DATASET RECORDS:

::::::

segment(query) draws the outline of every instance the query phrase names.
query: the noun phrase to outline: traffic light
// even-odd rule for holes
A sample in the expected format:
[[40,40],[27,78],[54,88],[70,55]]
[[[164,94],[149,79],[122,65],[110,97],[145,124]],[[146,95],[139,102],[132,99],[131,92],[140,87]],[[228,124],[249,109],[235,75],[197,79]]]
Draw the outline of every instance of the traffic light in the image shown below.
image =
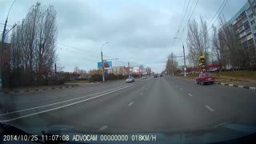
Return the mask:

::::::

REQUIREMENT:
Reproduce every line of the records above verbatim, omitting the picture.

RESPONSE TO THE TASK:
segment(query) draws the outline of every instance the query phrase names.
query: the noun phrase to outline: traffic light
// even-odd rule for holes
A sample in the expected format:
[[40,40],[27,78],[54,88],[70,55]]
[[[164,94],[149,79],[122,65],[110,97],[145,124]],[[146,95],[139,102],[132,99],[131,92],[140,87]],[[228,124],[249,109],[235,75],[197,79]]]
Draw the outline of every instance of the traffic light in the image shown below.
image =
Return the mask:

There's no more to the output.